**RECORDS TO USE:**
>> START

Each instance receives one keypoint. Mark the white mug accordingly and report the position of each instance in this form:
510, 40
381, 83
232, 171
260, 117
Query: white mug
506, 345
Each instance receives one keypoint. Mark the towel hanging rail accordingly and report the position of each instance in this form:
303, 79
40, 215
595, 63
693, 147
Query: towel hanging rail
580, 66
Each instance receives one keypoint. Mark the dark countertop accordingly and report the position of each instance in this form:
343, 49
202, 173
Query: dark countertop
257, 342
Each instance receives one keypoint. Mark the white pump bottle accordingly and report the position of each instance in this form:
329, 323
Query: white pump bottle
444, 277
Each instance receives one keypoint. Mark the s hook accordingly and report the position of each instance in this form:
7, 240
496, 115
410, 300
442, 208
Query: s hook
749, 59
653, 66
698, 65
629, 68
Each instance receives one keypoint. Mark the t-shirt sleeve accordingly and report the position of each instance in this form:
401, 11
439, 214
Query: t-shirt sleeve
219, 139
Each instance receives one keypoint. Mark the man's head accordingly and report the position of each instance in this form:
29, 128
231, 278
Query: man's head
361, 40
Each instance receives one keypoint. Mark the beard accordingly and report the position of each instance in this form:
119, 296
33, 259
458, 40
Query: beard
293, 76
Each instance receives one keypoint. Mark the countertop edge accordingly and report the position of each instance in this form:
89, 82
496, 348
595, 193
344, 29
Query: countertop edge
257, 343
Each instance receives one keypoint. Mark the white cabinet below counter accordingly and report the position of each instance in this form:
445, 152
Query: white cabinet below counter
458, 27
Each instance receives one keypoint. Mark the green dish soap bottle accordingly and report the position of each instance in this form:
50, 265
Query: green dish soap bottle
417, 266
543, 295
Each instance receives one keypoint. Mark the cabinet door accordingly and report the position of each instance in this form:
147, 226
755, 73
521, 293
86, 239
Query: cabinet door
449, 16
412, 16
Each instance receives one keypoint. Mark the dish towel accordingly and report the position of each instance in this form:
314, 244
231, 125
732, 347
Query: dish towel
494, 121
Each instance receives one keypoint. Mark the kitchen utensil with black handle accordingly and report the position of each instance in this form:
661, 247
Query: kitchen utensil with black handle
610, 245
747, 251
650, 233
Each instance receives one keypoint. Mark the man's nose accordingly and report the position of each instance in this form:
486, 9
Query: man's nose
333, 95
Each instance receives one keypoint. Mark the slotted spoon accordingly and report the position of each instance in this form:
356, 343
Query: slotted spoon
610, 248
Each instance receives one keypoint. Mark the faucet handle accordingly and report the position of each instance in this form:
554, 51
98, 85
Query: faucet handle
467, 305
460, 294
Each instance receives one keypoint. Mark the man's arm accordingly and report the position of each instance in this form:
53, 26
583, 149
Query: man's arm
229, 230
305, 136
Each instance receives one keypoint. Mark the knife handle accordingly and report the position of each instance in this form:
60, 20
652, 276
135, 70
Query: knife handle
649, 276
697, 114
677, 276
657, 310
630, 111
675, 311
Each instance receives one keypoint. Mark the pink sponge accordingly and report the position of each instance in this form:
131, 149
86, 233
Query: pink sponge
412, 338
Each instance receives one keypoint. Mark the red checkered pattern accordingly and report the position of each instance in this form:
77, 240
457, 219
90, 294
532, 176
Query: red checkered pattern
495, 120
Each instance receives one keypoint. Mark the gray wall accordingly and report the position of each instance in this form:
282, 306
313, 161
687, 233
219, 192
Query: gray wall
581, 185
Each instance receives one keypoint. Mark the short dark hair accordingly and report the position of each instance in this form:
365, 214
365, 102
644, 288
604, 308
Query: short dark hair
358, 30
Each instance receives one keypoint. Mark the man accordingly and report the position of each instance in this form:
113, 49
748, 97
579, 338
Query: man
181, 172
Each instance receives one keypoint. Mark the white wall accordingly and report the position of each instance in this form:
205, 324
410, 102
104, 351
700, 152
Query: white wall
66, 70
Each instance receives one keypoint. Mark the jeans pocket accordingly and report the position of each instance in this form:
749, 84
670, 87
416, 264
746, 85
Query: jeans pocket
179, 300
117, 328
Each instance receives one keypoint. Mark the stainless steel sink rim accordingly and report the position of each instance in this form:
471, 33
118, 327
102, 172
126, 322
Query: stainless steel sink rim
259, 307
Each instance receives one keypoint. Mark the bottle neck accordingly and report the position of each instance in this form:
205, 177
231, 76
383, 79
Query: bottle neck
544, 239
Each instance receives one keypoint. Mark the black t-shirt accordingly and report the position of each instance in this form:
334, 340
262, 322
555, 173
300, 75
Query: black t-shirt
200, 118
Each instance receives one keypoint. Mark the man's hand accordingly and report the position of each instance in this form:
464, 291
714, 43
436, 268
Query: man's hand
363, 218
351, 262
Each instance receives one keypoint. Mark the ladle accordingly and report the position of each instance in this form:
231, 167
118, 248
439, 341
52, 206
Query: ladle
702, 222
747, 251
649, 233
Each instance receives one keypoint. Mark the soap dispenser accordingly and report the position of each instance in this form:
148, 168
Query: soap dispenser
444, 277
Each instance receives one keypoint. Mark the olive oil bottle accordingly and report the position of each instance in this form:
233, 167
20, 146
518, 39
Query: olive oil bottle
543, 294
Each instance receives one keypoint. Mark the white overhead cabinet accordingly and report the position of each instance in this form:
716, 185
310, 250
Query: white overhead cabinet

>> END

**OBJECTIVE:** Reproduce every record above line for line, keeping each character, number, and line break unchanged.

**FULL SOLUTION:**
Each instance receives one keypoint. Mark the white mug accordingly and report the position of each instance in this form:
510, 40
381, 83
232, 171
260, 117
Query: white mug
506, 345
Each instance receives one keypoint. Mark the towel hanging rail accordingly and report the position of each instance in this form:
303, 79
40, 215
595, 63
693, 147
Query: towel hanging rail
580, 66
Each instance receives one keypoint. Mark the dark countertop accordingly and report the position of each instance in this form:
343, 49
202, 173
Query: dark countertop
257, 342
Each instance receives one keypoint. Mark the white pump bottle accordingly and report the position of each instance in this form:
329, 323
Query: white pump bottle
444, 277
Each instance receives one keypoint. Mark the s hook accordingly and report the position of each instance in this form:
7, 240
496, 115
410, 300
442, 208
Query: s hook
749, 59
653, 66
698, 65
629, 68
Each instance receives one keypoint. Mark the t-shirt sleeve accordingly and report the position of each instance in this form:
401, 11
439, 214
Query: t-shirt sleeve
219, 139
Each instance receives one keypoint. Mark the man's head accordingly and report the position of each instance in this form:
29, 128
231, 278
Query: man's head
361, 40
Each instance receives one keypoint. Mark the beard accordingly and report the position of each instance in this form:
119, 296
33, 259
458, 40
Query: beard
293, 76
Each instance receives one keypoint. Mark the countertop edge accordingly and report the position of each instance in this form:
89, 82
496, 348
595, 193
344, 29
Query: countertop edge
257, 343
Each instance receives one keypoint. Mark the white cabinet below counter accordingly and report the position of each instance in this form:
445, 152
Query: white cabinet below counter
458, 27
Each instance receives one keypoint. Mark the green dish soap bottle accordingly and report the position of each instance in this form:
50, 265
Query: green dish soap bottle
417, 266
543, 295
Each instance receives one keypoint. Mark the cabinet door accordingly and report the position of each instance in this form:
147, 226
755, 73
521, 293
86, 239
Query: cabinet door
449, 16
412, 16
Each instance receives one keypoint. Mark the dish towel accordingly and report the position of each instance in this form:
314, 244
231, 125
732, 347
Query: dish towel
494, 121
Each instance receives one keypoint. Mark the kitchen utensil with black handle accordingly and report the position of each instance in this form:
661, 247
Query: kitchen utensil with black handle
610, 245
747, 251
650, 233
Each instance receives one keypoint. Mark the man's nose accordingly and report the position of each instance in this form:
486, 9
Query: man's nose
333, 95
Each instance receives one keypoint. Mark the slotted spoon accordingly and report the position of each instance in this form:
356, 343
Query: slotted spoon
610, 248
Each instance receives one keypoint. Mark the faucet handle accordingly and report the position of each instance in this form:
554, 51
98, 85
Query: faucet handle
467, 305
460, 294
Each instance receives one keypoint. Mark the man's arm accordingly and report the position of each instance in this form:
53, 26
583, 149
Query: man's arm
229, 230
305, 136
Each instance receives one keypoint. Mark the knife handle accordingly and report the position of each instance in this form:
60, 20
652, 276
135, 70
Query: knife handle
649, 276
697, 114
677, 276
657, 310
630, 111
675, 311
Each instance receives one keypoint. Mark the pink sponge accordingly and report the position of each instance in this form:
131, 149
86, 233
Query: pink sponge
412, 338
Each instance receives one keypoint. Mark the red checkered pattern accordingly and report the position of each instance in this form:
77, 240
457, 219
90, 294
532, 176
Query: red checkered pattern
495, 120
Each instance receives one keypoint. Mark the gray wall accordingly and report the position of each instance in this form:
282, 306
313, 161
687, 233
219, 192
Query: gray wall
581, 185
Each instance receives one keypoint. Mark the short dark hair accordingly and report the position of each instance in this form:
365, 214
365, 102
644, 288
604, 308
Query: short dark hair
358, 30
Each instance receives one keypoint. Mark the man accordingly and report the position of each instance in this form:
113, 49
748, 97
579, 338
Query: man
181, 172
Each instance receives one keypoint. Mark the white wall accordingly and report the position of each instance in this form:
205, 324
410, 102
104, 351
700, 152
Query: white wall
66, 70
Each instance receives one keypoint. Mark the jeans pocket accordingly and report the position of each instance in this form:
749, 84
670, 87
416, 264
746, 85
Query: jeans pocket
179, 300
117, 328
Each instance receives one keypoint. Mark the stainless steel sink rim accordingly and report the position of each instance in this form:
471, 33
118, 327
102, 172
126, 322
Query: stainless steel sink rim
259, 307
Each instance receives one keypoint. Mark the bottle neck accordingly and report the position of each instance in this form:
205, 177
231, 76
383, 79
Query: bottle neck
544, 239
Each instance receives one keypoint. Mark the black t-shirt accordingly and report the position of each instance in this form:
334, 340
262, 322
555, 173
300, 75
Query: black t-shirt
200, 118
Each instance receives one keypoint. Mark the man's hand accordingly and report the position of each instance in this form:
464, 291
714, 43
436, 268
Query: man's hand
363, 218
351, 262
Each instance receives one keypoint. Mark the ladle accordingly and report the position of each instance in this form:
231, 167
118, 248
439, 341
52, 206
Query: ladle
702, 222
747, 251
649, 233
Each instance receives one keypoint. Mark the soap dispenser accordingly and report the position of each instance in this form:
148, 168
Query: soap dispenser
444, 277
Each instance receives one keypoint. Mark the olive oil bottle accordingly and report the position of each instance in this form:
233, 167
20, 146
518, 39
Query: olive oil bottle
543, 294
Each instance receives one keypoint. Mark the white overhead cabinet accordingly and report the position of each instance in this form:
716, 185
310, 250
Query: white overhead cabinet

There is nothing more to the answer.